Open World Update - Oracle 12c High Availability


Quick OOW update on the Database track...

Today I attended the interesting session at Oracle Open World 2015:
Deep-Dive into High Availability with the Next Release of Oracle Database 12c [CON8827].
By Wei Ming Hu, Vice President - High Availability Technologies, Oracle

New Database 12.2 Updates

Oracle is shifting to the concept of Elastic Sharding, referencing many times in the talk about Google's sharded infrastructure for large scaling. This is essentially multiple independent nodes acting as a single logical database. These nodes do not require any shared storage or expensive clustering infrastructure. This is almost the exact opposite of RAC which requires intensive shared storage and networking requirements.

It appears this is Oracle's solution to moving into the cloud. In the cloud expensive clusterware technologies are not appropriate.

Instruction A. In the Oracle 12c high availability update, what do the nodes in Elastic Sharding not require?
Instruction B. Carry on the Oracle 12c high availability update from its last sentence.

Records from a data source:
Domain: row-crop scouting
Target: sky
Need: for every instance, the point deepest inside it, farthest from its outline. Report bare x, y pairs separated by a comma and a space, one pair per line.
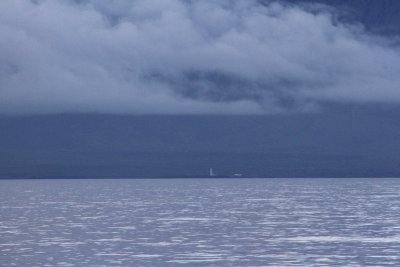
188, 57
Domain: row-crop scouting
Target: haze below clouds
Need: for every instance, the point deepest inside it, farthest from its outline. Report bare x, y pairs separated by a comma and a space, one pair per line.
187, 57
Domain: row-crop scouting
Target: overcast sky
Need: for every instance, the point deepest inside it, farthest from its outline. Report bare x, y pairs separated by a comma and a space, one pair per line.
187, 57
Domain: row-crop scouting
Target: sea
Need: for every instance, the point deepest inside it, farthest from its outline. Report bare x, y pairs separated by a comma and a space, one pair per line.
200, 222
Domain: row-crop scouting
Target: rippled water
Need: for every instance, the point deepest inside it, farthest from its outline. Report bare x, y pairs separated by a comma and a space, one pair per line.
200, 222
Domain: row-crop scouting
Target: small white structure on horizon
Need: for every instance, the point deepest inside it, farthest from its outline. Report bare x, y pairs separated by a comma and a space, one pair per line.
211, 172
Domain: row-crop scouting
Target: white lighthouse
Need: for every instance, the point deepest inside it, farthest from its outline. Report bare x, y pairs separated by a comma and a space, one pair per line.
211, 172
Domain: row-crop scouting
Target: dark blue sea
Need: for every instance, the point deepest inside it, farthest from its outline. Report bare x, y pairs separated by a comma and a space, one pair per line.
200, 222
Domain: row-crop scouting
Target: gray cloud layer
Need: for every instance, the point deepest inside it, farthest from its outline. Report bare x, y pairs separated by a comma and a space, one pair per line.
172, 56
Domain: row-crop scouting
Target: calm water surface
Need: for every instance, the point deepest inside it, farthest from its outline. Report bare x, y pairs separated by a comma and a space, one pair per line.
200, 222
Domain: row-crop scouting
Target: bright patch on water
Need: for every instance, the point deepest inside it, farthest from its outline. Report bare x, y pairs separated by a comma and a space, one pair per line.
201, 222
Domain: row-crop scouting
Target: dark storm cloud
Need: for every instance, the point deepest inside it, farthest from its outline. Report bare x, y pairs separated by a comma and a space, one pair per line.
171, 56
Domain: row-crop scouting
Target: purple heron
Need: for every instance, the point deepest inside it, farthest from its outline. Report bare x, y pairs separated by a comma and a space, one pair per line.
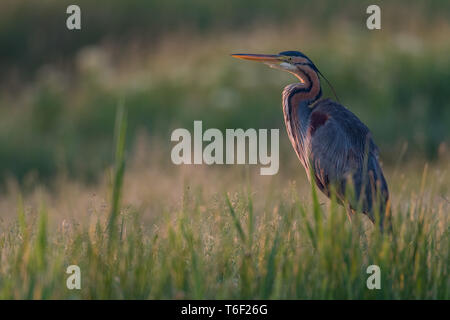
334, 146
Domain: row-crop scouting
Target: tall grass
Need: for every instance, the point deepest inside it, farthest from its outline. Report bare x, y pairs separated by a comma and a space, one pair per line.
227, 248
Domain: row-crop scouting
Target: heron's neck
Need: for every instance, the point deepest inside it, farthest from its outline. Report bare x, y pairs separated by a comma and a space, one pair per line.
298, 102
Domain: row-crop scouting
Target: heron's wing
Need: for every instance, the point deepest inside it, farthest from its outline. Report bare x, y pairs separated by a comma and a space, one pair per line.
341, 147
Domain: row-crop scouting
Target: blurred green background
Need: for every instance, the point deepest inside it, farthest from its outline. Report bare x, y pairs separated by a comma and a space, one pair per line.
169, 61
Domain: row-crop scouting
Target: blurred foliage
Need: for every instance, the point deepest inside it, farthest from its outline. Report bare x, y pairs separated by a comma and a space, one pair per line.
60, 89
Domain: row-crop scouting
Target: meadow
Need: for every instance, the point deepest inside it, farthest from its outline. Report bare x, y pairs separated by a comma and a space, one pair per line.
86, 176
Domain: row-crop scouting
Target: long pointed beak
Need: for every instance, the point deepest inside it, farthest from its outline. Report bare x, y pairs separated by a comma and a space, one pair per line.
270, 58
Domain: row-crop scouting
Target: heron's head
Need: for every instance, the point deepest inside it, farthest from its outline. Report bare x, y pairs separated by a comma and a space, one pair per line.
294, 62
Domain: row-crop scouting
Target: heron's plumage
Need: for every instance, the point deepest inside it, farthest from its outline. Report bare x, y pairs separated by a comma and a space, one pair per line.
334, 146
341, 150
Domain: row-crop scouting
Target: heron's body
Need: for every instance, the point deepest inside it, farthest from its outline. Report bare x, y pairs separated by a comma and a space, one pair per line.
334, 146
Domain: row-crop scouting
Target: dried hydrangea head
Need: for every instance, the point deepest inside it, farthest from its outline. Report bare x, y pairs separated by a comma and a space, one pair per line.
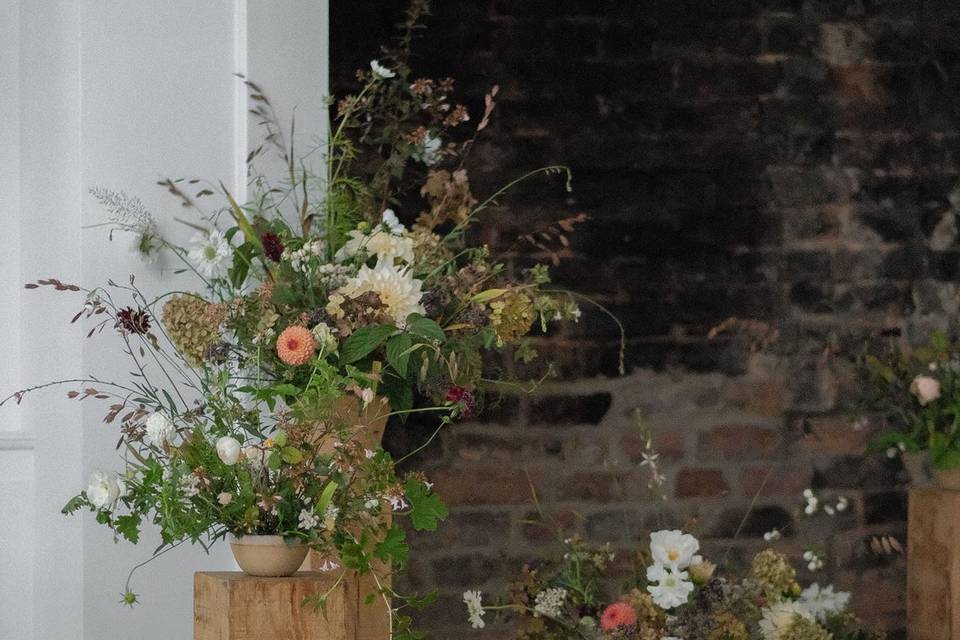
775, 574
726, 626
193, 324
512, 316
296, 345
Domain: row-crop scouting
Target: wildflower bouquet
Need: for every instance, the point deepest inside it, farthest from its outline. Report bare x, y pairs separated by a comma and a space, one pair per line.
325, 304
916, 395
676, 594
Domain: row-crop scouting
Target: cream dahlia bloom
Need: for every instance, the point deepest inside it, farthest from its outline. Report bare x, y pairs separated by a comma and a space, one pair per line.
674, 549
397, 288
103, 489
926, 389
778, 618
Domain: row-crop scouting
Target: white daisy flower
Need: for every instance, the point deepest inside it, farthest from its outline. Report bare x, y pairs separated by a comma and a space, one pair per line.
674, 549
210, 254
473, 600
381, 71
428, 151
821, 602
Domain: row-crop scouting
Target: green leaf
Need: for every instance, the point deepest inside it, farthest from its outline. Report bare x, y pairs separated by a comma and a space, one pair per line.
325, 498
393, 548
424, 327
274, 461
291, 455
427, 509
129, 527
283, 295
363, 341
398, 354
74, 504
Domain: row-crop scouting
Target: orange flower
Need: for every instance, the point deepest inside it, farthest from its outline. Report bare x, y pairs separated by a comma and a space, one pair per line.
296, 345
617, 617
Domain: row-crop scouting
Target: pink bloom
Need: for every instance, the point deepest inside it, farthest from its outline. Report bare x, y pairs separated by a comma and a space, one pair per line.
926, 389
617, 616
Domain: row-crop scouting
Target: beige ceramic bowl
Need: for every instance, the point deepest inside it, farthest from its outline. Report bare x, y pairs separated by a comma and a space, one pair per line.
268, 556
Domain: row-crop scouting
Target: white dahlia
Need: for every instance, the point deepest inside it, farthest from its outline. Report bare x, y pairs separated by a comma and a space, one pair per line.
778, 618
397, 288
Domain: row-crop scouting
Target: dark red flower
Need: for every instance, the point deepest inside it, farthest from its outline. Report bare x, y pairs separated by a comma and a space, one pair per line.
272, 246
464, 398
133, 321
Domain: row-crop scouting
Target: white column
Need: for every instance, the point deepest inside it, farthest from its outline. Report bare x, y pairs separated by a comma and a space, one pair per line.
115, 94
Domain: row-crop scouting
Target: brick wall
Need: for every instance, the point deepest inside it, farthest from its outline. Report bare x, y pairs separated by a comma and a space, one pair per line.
789, 161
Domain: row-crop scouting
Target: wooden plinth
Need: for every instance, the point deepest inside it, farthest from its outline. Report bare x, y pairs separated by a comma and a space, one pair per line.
235, 606
933, 565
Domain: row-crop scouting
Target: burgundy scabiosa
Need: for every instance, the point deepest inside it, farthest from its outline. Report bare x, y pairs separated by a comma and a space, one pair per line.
130, 320
272, 246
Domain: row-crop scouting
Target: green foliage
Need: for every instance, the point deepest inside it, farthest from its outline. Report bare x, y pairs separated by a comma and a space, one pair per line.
363, 342
426, 508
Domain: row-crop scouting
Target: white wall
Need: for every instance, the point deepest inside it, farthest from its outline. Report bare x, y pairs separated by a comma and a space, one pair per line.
116, 94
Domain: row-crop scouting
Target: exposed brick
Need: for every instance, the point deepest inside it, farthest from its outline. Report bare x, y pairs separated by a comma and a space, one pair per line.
489, 486
779, 160
737, 442
700, 483
554, 410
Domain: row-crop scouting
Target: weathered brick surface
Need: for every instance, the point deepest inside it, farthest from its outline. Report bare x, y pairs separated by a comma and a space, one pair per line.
790, 161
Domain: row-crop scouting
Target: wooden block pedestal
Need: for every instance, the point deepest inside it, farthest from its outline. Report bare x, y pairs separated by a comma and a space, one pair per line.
235, 606
933, 565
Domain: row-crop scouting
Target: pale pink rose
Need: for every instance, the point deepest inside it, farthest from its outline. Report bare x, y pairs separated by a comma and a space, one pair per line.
926, 389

Final result A. They do not require any shared storage or expensive clustering infrastructure.

Final result B.
What is the underlying technology to Elastic Sharding? Active Data Guard. Oracle is beefing up the Active Data Guard technology to run the internals.
- Changes from logical sql level to block level replication.
- Redo logs will be applied to standby nearly instantly.
- Preserve all sessions during failover - allowing for online patching...etc.
- Allows for In Memory database.
- Seamlessly detect failures and evict nodes for repair.

While I am sure there always use cases, my opinion is RAC is going to be less important going forward.